-- Yang Dikerjakan --
1 > Tolong jawab pertanyaan berikut berdasarkan teks yang diberikan.
(a) Di mana Sukarno berdiri?
(b) Menurut catatan [2], di mana lukisan-lukisan itu sekarang berada?
(c) Menurut catatan [5], sejak tanggal berapa dan di kota mana Poesat Keboedajaan didirikan?
2 > Kembalikan salinan persis dari teks yang diberikan, yaitu bagian dari "Memandang bagaimana Sukarno" sampai "seni rupa kita.".

-- Teks yang Diberikan --

************

Bersandar Di Samping Kawan-Kawan Revolusi
                Sukarno berdiri tepat disamping lukisan itu. Rautan penuh gelora memancar dari mukanya, menyiratkan dia adalah bagian dari Kawan-Kawan Revolusi. Tangannya yang menggenggam erat seakan menahbiskan semangat keyakinan, bahwa seniman adalah pengikat memori sejarah bangsanya, seniman adalah perekam jejak patriotik para pejuangnya, dan seniman adalah pengingat nilai revolusioner bagi rakyatnya.

                Memandang bagaimana Sukarno begitu kuatnya mengekspresikan semangat itu, saya merasakan bagaimana Kawan-Kawan Revolusi menjadi catatan bagaimana sang pemimpin besar Revolusi membangunkan kepercayaan bahwa ada nasionalisme yang akan terus tumbuh, akan terus diingat, akan terus digelorakan oleh para seniman. Ia menjadi jiwa jaman, menjadi penerus gelora Kwan-Kawan Revolusi.





[1] Menyatakan Sudjojono sebagai Bapak Seni Lukis Modern Indonesia kiranya bukan sesuatu yang perlu diperdebatkan meskipun asumsi-ini masih belum teruji dalam historiografi seni rupa kita.
[2] Pada awalnya lukisan-lukisan ini terpampang di Istana Merdeka Jakarta, namun sekarang dipindahkan ke Istana Negara Yogyakarta.
[3] Agus Darmawan T dalam Bukit Bukit Perhatian, Penerbit Gramedia, Jakarta.
[4] Henri Cartier Bresson dalam Harian Suara Pembaruan Online.
[5] Adapun pendirian lembaga itu tertulis demikian, sebagaimana dimuat dalam pemberitaan majalah Djawa Baroe, no.3, tahun 2603, Jakarta. “Sedjak 1 April 2603, di Djakarta, Poesat Keboedajaan atau Keimin Boenka Shidosho, didirikan sebagai satoe tjabang loear Goensei Kanboe Sendehoe, dikepalai oleh seorang Tjo; dan terbagi dalam 5 bahagian: Bhg. Loekisan dan Oekiran, dengan anggota badan pimpinannja: T.Kohno. Bhg.Kesoesastraan, dengan anggota badan pimpinannja: Takeda. Bhg.Moesik, dengan anggota badan pimpinannja: N.Lida. Bhg.Sandiwara dan tari menari, dengan anggota pimpinannja, K.Yasoeda. Bhg, Film, dengan anggota badan pimpinannja: Soichi Oja.” Lihat dalam Agus Darmawan T dalam Bukit Bukit Perhatian, Penerbit Gramedia, Jakarta.

************

-- Data Entri --
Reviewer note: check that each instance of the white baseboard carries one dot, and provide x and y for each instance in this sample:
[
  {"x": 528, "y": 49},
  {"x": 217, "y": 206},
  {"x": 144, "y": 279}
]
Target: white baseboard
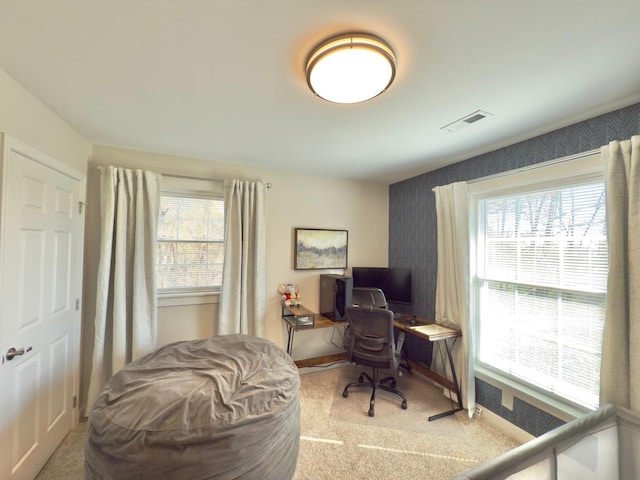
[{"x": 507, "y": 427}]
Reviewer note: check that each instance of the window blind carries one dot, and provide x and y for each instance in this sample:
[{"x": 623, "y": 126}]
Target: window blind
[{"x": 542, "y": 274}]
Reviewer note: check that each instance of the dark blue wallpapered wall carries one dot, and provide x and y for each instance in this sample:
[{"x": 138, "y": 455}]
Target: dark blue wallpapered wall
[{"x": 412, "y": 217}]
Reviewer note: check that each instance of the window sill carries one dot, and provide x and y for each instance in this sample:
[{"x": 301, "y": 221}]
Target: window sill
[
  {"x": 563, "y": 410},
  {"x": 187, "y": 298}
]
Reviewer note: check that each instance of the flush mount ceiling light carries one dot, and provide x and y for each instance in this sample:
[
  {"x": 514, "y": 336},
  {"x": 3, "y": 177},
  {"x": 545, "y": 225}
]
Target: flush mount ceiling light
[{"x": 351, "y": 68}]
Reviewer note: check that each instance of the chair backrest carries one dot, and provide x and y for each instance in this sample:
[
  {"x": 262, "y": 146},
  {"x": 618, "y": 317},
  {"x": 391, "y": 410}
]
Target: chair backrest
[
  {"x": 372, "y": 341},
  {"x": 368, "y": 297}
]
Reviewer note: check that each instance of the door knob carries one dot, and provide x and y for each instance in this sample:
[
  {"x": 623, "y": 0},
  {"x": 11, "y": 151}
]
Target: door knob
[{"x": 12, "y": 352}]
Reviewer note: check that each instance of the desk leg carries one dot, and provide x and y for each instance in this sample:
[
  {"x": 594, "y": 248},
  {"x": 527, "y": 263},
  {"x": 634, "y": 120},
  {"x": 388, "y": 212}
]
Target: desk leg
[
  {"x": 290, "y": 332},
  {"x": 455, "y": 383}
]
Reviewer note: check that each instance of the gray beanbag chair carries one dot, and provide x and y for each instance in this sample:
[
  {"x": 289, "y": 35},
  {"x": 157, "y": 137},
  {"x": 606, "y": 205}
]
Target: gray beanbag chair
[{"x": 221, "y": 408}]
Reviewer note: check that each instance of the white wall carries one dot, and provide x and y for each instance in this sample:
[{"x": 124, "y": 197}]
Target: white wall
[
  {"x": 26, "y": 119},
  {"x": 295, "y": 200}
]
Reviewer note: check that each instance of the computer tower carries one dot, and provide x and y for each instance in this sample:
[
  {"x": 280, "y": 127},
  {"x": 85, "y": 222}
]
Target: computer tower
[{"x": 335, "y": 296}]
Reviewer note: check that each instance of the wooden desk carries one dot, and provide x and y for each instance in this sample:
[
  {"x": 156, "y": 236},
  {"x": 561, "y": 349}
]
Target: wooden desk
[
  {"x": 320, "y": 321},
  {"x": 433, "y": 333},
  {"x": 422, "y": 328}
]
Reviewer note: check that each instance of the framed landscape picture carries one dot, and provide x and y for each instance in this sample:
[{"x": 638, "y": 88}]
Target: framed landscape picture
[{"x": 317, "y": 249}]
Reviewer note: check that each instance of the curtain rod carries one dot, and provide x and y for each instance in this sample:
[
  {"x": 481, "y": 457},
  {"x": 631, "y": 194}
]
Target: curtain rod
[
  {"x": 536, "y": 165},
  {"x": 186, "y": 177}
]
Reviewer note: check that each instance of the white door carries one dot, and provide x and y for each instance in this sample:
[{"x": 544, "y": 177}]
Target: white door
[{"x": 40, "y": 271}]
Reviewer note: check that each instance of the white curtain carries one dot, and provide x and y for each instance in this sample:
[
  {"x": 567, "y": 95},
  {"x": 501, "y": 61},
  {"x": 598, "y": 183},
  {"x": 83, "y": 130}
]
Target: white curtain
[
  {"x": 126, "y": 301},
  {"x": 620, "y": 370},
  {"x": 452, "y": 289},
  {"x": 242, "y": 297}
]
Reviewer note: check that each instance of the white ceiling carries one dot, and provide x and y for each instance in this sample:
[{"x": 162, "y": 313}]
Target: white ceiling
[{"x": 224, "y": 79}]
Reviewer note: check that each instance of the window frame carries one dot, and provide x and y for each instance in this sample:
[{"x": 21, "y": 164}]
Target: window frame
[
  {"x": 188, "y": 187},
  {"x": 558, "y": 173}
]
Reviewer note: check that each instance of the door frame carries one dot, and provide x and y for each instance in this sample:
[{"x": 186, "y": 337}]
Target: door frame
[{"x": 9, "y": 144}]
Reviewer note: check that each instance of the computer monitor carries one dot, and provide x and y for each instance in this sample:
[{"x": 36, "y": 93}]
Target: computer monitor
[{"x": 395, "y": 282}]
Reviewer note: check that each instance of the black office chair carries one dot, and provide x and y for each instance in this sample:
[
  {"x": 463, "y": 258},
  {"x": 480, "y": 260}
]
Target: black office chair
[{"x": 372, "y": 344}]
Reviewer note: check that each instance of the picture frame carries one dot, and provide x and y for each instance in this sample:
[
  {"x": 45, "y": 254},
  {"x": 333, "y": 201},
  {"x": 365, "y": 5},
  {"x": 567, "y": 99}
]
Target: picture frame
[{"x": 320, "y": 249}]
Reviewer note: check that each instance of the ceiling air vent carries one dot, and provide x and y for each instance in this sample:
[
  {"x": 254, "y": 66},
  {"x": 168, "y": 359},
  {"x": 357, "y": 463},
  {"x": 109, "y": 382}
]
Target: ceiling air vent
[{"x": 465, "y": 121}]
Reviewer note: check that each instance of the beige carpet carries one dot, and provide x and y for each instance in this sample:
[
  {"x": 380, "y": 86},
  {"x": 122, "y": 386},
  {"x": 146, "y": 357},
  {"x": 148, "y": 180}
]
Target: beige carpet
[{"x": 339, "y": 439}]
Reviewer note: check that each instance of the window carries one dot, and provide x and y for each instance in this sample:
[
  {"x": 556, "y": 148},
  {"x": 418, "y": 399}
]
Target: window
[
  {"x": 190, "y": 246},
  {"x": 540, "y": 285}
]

************

-- Jawaban --
1 >
(a) Tepat di samping lukisan itu.
(b) Di Istana Negara Yogyakarta.
(c) Sejak 1 April 2603, di Djakarta.

2 >
Memandang bagaimana Sukarno begitu kuatnya mengekspresikan semangat itu, saya merasakan bagaimana Kawan-Kawan Revolusi menjadi catatan bagaimana sang pemimpin besar Revolusi membangunkan kepercayaan bahwa ada nasionalisme yang akan terus tumbuh, akan terus diingat, akan terus digelorakan oleh para seniman. Ia menjadi jiwa jaman, menjadi penerus gelora Kwan-Kawan Revolusi.





[1] Menyatakan Sudjojono sebagai Bapak Seni Lukis Modern Indonesia kiranya bukan sesuatu yang perlu diperdebatkan meskipun asumsi-ini masih belum teruji dalam historiografi seni rupa kita.